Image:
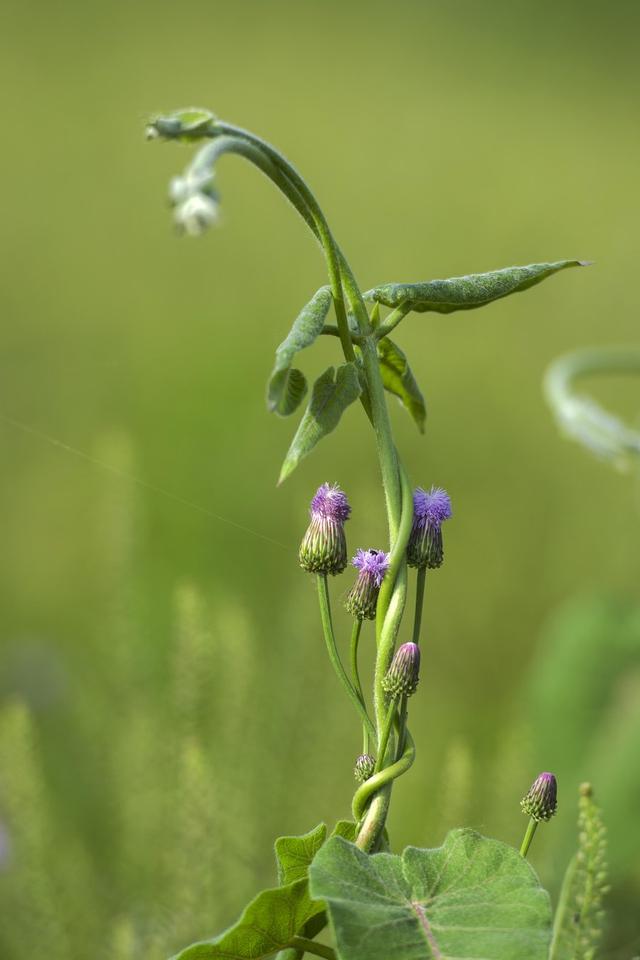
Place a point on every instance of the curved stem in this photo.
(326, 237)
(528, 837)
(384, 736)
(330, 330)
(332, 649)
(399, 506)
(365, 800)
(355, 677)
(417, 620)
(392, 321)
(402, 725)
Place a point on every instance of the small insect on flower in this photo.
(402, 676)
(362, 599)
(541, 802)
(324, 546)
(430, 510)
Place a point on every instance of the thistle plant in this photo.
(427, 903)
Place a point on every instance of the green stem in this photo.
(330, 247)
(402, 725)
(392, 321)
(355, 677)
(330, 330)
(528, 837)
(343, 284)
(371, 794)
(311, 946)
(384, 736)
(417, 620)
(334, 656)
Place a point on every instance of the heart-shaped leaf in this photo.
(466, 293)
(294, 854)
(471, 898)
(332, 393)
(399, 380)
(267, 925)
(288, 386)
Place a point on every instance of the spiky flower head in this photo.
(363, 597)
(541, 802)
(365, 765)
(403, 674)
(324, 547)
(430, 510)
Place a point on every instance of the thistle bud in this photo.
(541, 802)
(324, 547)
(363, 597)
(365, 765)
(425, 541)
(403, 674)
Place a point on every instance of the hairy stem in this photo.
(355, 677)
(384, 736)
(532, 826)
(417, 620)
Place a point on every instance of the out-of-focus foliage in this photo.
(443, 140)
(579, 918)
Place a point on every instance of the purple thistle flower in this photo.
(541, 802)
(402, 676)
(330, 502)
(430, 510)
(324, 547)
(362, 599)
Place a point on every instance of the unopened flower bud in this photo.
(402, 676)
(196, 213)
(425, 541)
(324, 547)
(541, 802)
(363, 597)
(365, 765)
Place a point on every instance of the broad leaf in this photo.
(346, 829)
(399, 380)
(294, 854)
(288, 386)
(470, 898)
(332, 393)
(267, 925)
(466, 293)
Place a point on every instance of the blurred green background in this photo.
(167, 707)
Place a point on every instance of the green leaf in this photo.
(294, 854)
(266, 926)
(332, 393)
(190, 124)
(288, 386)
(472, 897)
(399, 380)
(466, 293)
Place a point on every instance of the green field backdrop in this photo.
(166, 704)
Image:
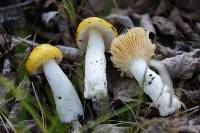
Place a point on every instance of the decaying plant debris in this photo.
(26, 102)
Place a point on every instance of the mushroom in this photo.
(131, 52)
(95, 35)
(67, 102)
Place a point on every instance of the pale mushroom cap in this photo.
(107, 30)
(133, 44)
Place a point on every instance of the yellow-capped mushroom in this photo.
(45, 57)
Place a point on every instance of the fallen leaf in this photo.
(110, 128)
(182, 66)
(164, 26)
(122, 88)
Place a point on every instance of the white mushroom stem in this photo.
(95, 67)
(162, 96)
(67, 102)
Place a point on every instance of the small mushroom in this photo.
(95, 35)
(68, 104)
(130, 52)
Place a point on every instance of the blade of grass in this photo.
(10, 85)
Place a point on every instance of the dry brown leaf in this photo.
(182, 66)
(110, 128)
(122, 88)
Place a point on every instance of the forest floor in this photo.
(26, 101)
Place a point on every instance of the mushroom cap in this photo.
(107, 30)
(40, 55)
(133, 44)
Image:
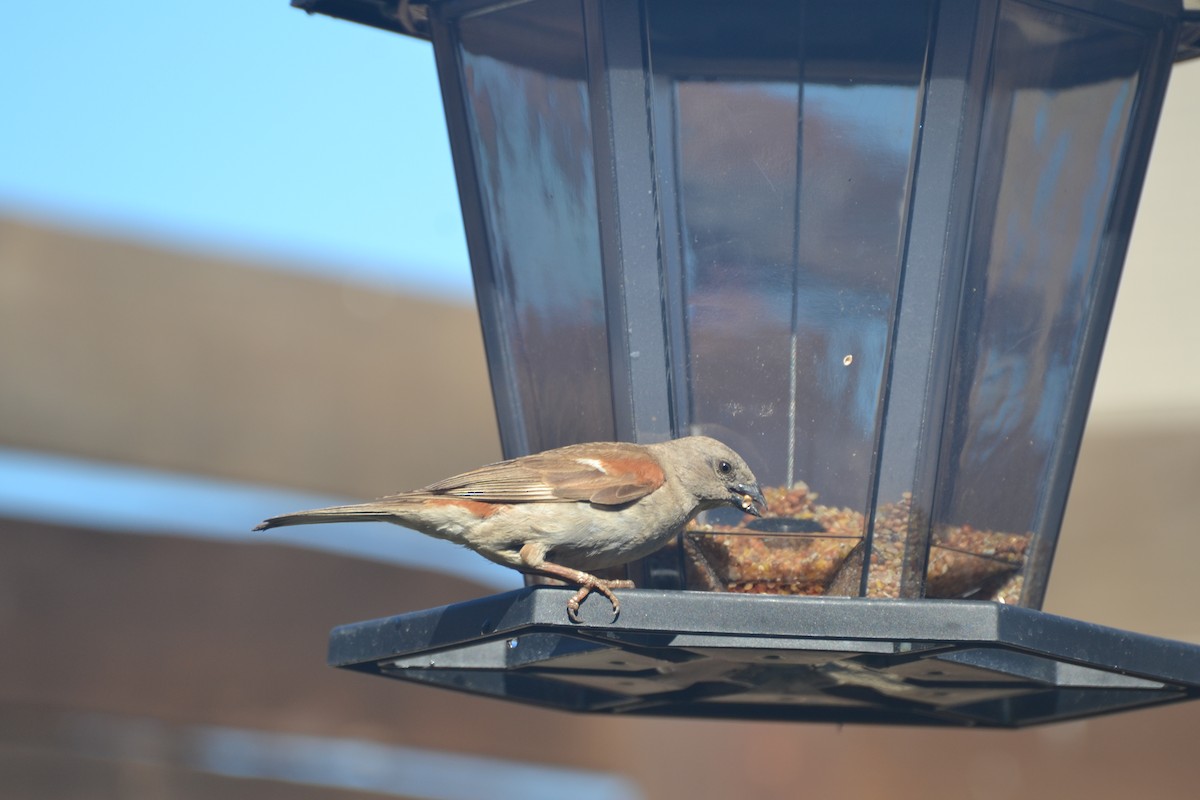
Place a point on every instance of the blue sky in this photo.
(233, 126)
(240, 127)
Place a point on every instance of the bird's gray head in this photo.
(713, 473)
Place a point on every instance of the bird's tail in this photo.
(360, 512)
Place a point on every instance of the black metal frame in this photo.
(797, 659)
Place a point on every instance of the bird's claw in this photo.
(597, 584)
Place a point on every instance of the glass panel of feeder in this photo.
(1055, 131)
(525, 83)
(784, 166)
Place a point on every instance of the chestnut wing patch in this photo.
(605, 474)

TASK BRIEF
Please provide a faithful transcription of all the data, pictures excluded.

WRITTEN RESPONSE
Image:
Place a point on every instance of the curved stem in this photo.
(326, 237)
(528, 837)
(384, 736)
(330, 330)
(332, 649)
(399, 506)
(365, 800)
(355, 677)
(417, 620)
(392, 321)
(402, 725)
Place a point on every instance of the small insect on flower in this photo.
(402, 676)
(362, 599)
(541, 802)
(324, 546)
(430, 510)
Place a point on every instance of the thistle plant in this photo.
(427, 903)
Place a point on every instance of the green stem in this photo.
(330, 247)
(402, 725)
(392, 321)
(355, 677)
(330, 330)
(528, 837)
(343, 284)
(371, 794)
(311, 946)
(384, 736)
(417, 620)
(334, 656)
Place a point on every instance of the heart-shaped leaf in this photo.
(466, 293)
(294, 854)
(471, 898)
(332, 393)
(399, 380)
(267, 925)
(288, 386)
Place a point on every instance of the spiky flower head in this photo.
(363, 597)
(541, 802)
(365, 765)
(403, 674)
(324, 547)
(430, 510)
Place a point on every instance of the thistle bud in this photo.
(541, 802)
(324, 547)
(363, 597)
(365, 765)
(425, 541)
(403, 674)
Place a point on every instance of the hairy stem in this photo.
(355, 677)
(384, 736)
(532, 826)
(417, 620)
Place a point on every instance of the out-of-focus foliage in this photo.
(443, 140)
(579, 918)
Place a point on every instance of the purple thistle flower in this photo.
(541, 802)
(402, 676)
(330, 502)
(430, 510)
(324, 547)
(362, 599)
Place a point on every instance of the unopened flower bud in this photo.
(402, 676)
(196, 213)
(425, 541)
(324, 547)
(541, 802)
(363, 597)
(365, 765)
Place a point on every instance of the broad leaf in this photo.
(346, 829)
(399, 380)
(294, 854)
(288, 386)
(470, 898)
(332, 393)
(267, 925)
(466, 293)
Place a point on every instance of the blurred green background in this photo.
(167, 707)
Place a point on every instance of the green leaf in this photo.
(294, 854)
(266, 926)
(332, 393)
(190, 124)
(288, 386)
(472, 897)
(399, 380)
(466, 293)
Place a point on every instance of the green field backdrop in this photo.
(166, 704)
Image:
Place a point on every instance of the decaying plant debris in this photo.
(26, 102)
Place a point on every instance of the mushroom in this photo.
(131, 52)
(95, 35)
(67, 102)
Place a point on every instance of the pale mushroom cap in this photo.
(107, 30)
(133, 44)
Place a point on every instance of the yellow-capped mushroom in this photo.
(45, 57)
Place a point on every instance of the fallen leaf in this photo.
(110, 128)
(182, 66)
(164, 26)
(122, 88)
Place a point on every instance of the white mushroom stem in this photo.
(95, 67)
(162, 96)
(67, 102)
Place a point on every instance of the small mushroom in this photo.
(95, 35)
(68, 104)
(130, 52)
Place a point on every instance of the blade of grass in this photo.
(10, 85)
Place a point on every instance of the dry brown leaf in this photo.
(182, 66)
(110, 128)
(122, 88)
Place a point on every instance of the forest floor in this photo.
(26, 101)
Place a point on every instance of the mushroom cap in this photo.
(107, 30)
(40, 55)
(133, 44)
Image:
Place a point on every instance of the blue sky in this photo.
(233, 126)
(240, 127)
Place a point on every instance of the bird's gray head in this photo.
(713, 473)
Place a point on every instance of the bird's tail in this photo.
(360, 512)
Place a point on every instance of the black metal frame in this photo.
(797, 659)
Place a point on every instance of the bird's claw in this photo.
(597, 584)
Place a point on every instance of the glass panel of feeder in this photo.
(1055, 131)
(525, 83)
(784, 166)
Place a point on every instance of the chestnut wing patch in this photo.
(605, 474)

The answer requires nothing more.